* Task prompt *
Your copy of the entries must be exact, and it must not include the pictures.

* Extracted information *
BEGIN

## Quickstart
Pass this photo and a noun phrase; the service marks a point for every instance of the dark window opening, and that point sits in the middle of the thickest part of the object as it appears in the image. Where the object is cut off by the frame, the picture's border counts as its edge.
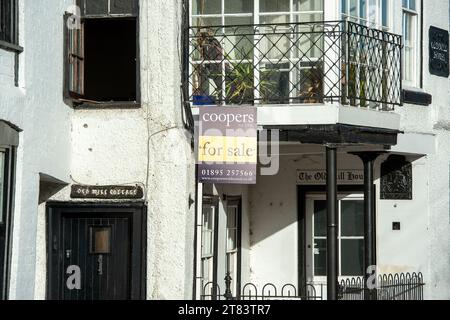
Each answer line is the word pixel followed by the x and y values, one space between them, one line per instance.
pixel 110 59
pixel 8 21
pixel 102 62
pixel 9 137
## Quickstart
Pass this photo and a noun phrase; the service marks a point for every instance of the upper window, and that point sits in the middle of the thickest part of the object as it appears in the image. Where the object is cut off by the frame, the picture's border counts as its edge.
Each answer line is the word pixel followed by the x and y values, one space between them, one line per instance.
pixel 372 13
pixel 8 22
pixel 410 39
pixel 101 50
pixel 240 12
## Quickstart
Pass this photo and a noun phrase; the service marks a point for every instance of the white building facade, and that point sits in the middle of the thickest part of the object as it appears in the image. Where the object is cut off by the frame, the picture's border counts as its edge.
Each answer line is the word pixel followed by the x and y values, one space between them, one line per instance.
pixel 358 80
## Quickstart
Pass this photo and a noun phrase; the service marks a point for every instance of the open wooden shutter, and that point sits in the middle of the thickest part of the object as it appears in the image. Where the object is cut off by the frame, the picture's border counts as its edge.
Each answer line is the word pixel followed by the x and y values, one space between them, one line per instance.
pixel 74 56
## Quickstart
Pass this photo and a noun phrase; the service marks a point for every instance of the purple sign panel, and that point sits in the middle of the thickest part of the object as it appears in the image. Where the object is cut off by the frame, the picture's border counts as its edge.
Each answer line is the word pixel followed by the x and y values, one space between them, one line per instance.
pixel 227 145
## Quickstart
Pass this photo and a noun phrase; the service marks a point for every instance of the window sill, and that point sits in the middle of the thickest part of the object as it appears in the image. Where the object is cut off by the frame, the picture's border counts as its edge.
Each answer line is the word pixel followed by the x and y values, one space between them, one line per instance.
pixel 416 97
pixel 10 47
pixel 106 105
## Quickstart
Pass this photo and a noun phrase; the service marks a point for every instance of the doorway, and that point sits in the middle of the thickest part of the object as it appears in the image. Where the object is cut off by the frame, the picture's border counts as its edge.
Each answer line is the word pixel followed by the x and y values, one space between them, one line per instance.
pixel 350 237
pixel 96 252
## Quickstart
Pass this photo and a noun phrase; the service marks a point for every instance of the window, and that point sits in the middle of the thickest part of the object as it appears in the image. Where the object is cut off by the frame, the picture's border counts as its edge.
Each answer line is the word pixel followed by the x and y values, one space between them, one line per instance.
pixel 289 63
pixel 102 58
pixel 351 237
pixel 410 39
pixel 8 22
pixel 233 243
pixel 372 13
pixel 209 246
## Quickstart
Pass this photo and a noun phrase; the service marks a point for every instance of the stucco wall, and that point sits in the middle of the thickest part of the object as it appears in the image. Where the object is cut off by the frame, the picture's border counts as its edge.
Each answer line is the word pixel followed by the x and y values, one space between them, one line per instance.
pixel 37 108
pixel 150 147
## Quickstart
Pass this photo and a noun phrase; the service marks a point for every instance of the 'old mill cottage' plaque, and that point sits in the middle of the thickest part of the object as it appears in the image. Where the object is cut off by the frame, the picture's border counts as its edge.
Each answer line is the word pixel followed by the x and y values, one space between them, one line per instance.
pixel 106 192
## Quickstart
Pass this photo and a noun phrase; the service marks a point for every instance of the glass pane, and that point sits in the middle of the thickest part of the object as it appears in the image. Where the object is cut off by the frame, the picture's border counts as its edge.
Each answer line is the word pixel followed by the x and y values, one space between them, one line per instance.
pixel 320 257
pixel 373 11
pixel 362 9
pixel 96 7
pixel 206 7
pixel 238 6
pixel 354 8
pixel 385 13
pixel 274 84
pixel 238 43
pixel 231 217
pixel 320 218
pixel 344 6
pixel 207 244
pixel 208 218
pixel 231 240
pixel 2 179
pixel 274 5
pixel 100 240
pixel 310 86
pixel 352 253
pixel 308 5
pixel 275 46
pixel 203 22
pixel 352 218
pixel 123 6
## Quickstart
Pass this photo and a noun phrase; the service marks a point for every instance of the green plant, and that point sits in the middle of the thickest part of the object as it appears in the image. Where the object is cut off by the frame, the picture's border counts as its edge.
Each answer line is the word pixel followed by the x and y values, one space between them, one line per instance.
pixel 240 84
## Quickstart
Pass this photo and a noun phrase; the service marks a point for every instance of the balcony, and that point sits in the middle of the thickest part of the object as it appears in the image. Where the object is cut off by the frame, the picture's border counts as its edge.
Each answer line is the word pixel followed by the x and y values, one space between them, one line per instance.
pixel 312 64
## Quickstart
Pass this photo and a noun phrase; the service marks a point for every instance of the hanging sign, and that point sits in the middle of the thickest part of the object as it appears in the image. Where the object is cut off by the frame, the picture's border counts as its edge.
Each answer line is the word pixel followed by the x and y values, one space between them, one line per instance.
pixel 106 192
pixel 319 177
pixel 227 145
pixel 439 55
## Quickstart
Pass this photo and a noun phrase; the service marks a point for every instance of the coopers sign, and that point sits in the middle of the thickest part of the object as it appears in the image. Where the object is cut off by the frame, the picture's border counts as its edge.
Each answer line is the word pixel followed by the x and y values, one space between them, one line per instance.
pixel 227 145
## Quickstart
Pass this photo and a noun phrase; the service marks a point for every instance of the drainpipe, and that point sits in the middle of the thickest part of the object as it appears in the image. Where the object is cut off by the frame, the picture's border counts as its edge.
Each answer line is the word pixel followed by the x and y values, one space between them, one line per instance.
pixel 332 224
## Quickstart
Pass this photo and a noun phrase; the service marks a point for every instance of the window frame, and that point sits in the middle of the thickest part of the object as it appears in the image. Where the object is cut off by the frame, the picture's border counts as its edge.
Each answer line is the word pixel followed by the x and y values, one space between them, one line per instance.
pixel 256 15
pixel 13 31
pixel 416 67
pixel 6 225
pixel 76 99
pixel 234 203
pixel 378 23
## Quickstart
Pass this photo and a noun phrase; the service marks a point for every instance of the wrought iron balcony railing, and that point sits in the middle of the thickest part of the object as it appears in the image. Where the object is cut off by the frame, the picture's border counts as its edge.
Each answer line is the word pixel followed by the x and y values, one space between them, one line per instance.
pixel 315 62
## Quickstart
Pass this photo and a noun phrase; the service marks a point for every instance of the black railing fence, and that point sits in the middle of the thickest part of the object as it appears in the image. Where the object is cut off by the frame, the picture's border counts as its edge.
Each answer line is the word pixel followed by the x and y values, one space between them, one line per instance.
pixel 403 286
pixel 269 291
pixel 313 62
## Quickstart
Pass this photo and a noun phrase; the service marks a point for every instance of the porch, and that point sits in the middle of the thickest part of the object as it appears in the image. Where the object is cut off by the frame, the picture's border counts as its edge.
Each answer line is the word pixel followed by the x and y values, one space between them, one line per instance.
pixel 271 238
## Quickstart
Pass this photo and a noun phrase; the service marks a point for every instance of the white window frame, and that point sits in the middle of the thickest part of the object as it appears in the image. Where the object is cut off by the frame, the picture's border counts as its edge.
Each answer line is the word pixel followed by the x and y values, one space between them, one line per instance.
pixel 376 23
pixel 415 69
pixel 257 16
pixel 311 237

END

* Answer area *
## Quickstart
Pass this photo and a noun phrase; the service marks a point for every instance of the dark window opening, and that point sits in the middle of the thickest part of the object as it appears in the image. Where the object is cut off by the frame, the picture's border counts as its edge.
Each answer line is the word pixel followed by the x and y values, one space between them, one line per instance.
pixel 110 59
pixel 8 21
pixel 102 62
pixel 9 137
## Quickstart
Pass this photo and a noun phrase; the service marks a point for every instance of the upper window, and that point sits in the middle of the thickest part of the object as it appears in the image. Where the object is cut off by the frame, the picture's border counts as its edge.
Each answer line is the word pixel followed by the x and y values, one space between them, one line per instance.
pixel 372 13
pixel 8 22
pixel 410 39
pixel 101 50
pixel 240 12
## Quickstart
Pass this photo and a noun phrase; the service marks a point for every instance of the white building facade, and that point sits in the middle of the thickest part of the object as it appears in the image. Where the object is cut off by the frame, the picture's border counts as its edge.
Each answer line is the word pixel followed by the x and y values, one space between them, one line per instance.
pixel 358 80
## Quickstart
Pass this photo and a noun phrase; the service marks a point for every instance of the open wooden shutter, and that point sits in the middle of the thickest part of the object as it appears in the image. Where the object is cut off by the frame, the picture's border counts as its edge.
Each answer line is the word pixel followed by the x and y values, one space between them, one line per instance.
pixel 74 56
## Quickstart
Pass this photo and a noun phrase; the service marks a point for every instance of the purple sign panel, and that point sits in the middle of the thickest part of the object as it appears in the image. Where the object is cut off by the frame, the picture's border counts as its edge.
Each answer line is the word pixel followed by the x and y values, one space between them, one line per instance.
pixel 227 145
## Quickstart
Pass this photo and a noun phrase; the service marks a point for every instance of the window sill, and that point sits in the middle of the thickest part of the object as it appears in the image. Where the object is cut off by the frame, the picture's border counts as its edge.
Each answer line is the word pixel followed by the x and y values, one space between them, one line per instance.
pixel 416 97
pixel 10 47
pixel 106 105
## Quickstart
Pass this photo and a noun phrase; the service marks a point for every instance of the doorway, and that point sits in the middle of the thickest part of the object as it appears in the image. Where the object is cut off by the frame, the picture's border counts as its edge.
Each answer line is the word pixel followed by the x and y values, one space between them, one line per instance.
pixel 350 237
pixel 96 252
## Quickstart
Pass this photo and a noun phrase; the service marks a point for every instance of the window, and that point sits in the middle of the thickest part of the object as it appears in the image. Where the object is cut off by the frame, the picture's border counts as its edge.
Each answer line is the word pixel followed by the x and y values, one space between them, one line per instance.
pixel 289 63
pixel 102 58
pixel 351 237
pixel 410 39
pixel 8 22
pixel 233 243
pixel 372 13
pixel 209 246
## Quickstart
Pass this photo and a noun phrase; the service marks a point for every instance of the stucco wall, and that point sits in the middle of the thickest part of the object as it appears in the image. Where the object is cut off by the frame, the picture's border counts as its edge.
Each answer line is the word pixel followed by the x and y values, one space between them, one line per instance.
pixel 37 108
pixel 150 147
## Quickstart
Pass this photo and a noun phrase; the service marks a point for every instance of the 'old mill cottage' plaque, and that point sits in the middle of the thickest part of the object as it appears in the image. Where the object is cut off by the frame, the picture's border counts as its edge.
Each answer line is the word pixel followed by the x and y values, one space between them, one line per instance.
pixel 106 192
## Quickstart
Pass this photo and a noun phrase; the service marks a point for every instance of the glass pane, and that point sits in the middle of the thickest part of the object as it appears in the image. Where the object is cut off by the frame, the picture's border counts as its edge.
Each answer line is the word pixel followed by the x and y values, one space between them, one line per instance.
pixel 320 257
pixel 373 11
pixel 362 9
pixel 96 7
pixel 206 7
pixel 238 6
pixel 354 8
pixel 385 13
pixel 274 84
pixel 238 43
pixel 231 217
pixel 320 218
pixel 344 6
pixel 207 244
pixel 208 218
pixel 231 240
pixel 2 179
pixel 274 5
pixel 100 240
pixel 310 86
pixel 352 253
pixel 308 5
pixel 275 46
pixel 203 22
pixel 352 218
pixel 123 6
## Quickstart
Pass this photo and a noun phrase; the service marks a point for every instance of the green plant, and that point sits in the middle of the thickest part of the object as it appears in the image. Where the object is cut off by the frame, the picture's border counts as its edge.
Each answer line is the word pixel followed by the x and y values, one space between them, one line per instance.
pixel 240 84
## Quickstart
Pass this photo and a noun phrase; the service marks a point for every instance of the balcony, and that point sits in the middle of the thickest part of the object as it appears in the image. Where the object is cut off by the frame, the picture's border counts as its edge.
Each answer line is the word pixel followed by the x and y values, one space between them, one line per instance.
pixel 312 64
## Quickstart
Pass this photo and a noun phrase; the service marks a point for every instance of the hanging sign, and that point sits in the middle of the thickest part of the object as it appears in the image. Where the object is cut off by the frame, the picture's border counts as its edge.
Each answer line is the word pixel followed by the x and y values, one space between them, one line per instance.
pixel 106 192
pixel 319 177
pixel 227 145
pixel 439 55
## Quickstart
Pass this photo and a noun phrase; the service marks a point for every instance of the coopers sign, and that point sits in the middle of the thickest part of the object as it appears in the image. Where the object is cut off by the frame, the picture's border counts as its edge.
Each answer line is the word pixel followed by the x and y values, one space between them, one line per instance.
pixel 227 145
## Quickstart
Pass this photo and a noun phrase; the service marks a point for every instance of the drainpipe, and that point sits in the middle of the thickest part of the object as it appears in the image. Where the object is cut off by the frame, the picture's border counts as its edge.
Each answer line is the word pixel followed by the x and y values, one space between them, one line per instance.
pixel 332 224
## Quickstart
Pass this photo and a noun phrase; the service marks a point for every instance of the window frame, and that point sits in the middle of the thickest part of the object as it appears in the image. Where the object is cut off by the frame, the picture's border counts as its edge.
Each answer line is the word pixel followed by the x and y values, one space between them, one line per instance.
pixel 256 15
pixel 13 31
pixel 416 67
pixel 6 225
pixel 76 99
pixel 234 203
pixel 378 23
## Quickstart
Pass this photo and a noun phrase; the service marks a point for every instance of the wrought iron balcony railing, and that point sits in the middle of the thickest part of the object as it appears in the image. Where the object is cut off by the frame, the picture's border counts as its edge.
Each answer line is the word pixel followed by the x and y values, one space between them, one line per instance.
pixel 315 62
## Quickstart
Pass this photo and a noun phrase; the service marks a point for every instance of the black railing fence, and that point sits in the middle of the thickest part of the object as it appears in the image. Where the object is cut off by the frame, the picture's border counts as its edge.
Each answer line is the word pixel followed by the x and y values, one space between them, one line per instance.
pixel 403 286
pixel 269 291
pixel 313 62
## Quickstart
Pass this photo and a noun phrase; the service marks a point for every instance of the porch, and that point sits in the middle of the thickest part of the object as it appears in the image. Where the object is cut off by the frame, the picture's border counts as its edge.
Each answer line is the word pixel followed by the x and y values, one space between them, one line per instance.
pixel 271 238
## Quickstart
Pass this photo and a noun phrase; the service marks a point for every instance of the white window frame, and that point sits in the middle of the thickest part of the object as it appears in the image. Where the object is cut off by the frame, the picture's border counts as its edge.
Each answer line is the word pixel followed by the x and y values, one space between them, one line per instance.
pixel 376 23
pixel 415 69
pixel 257 16
pixel 311 237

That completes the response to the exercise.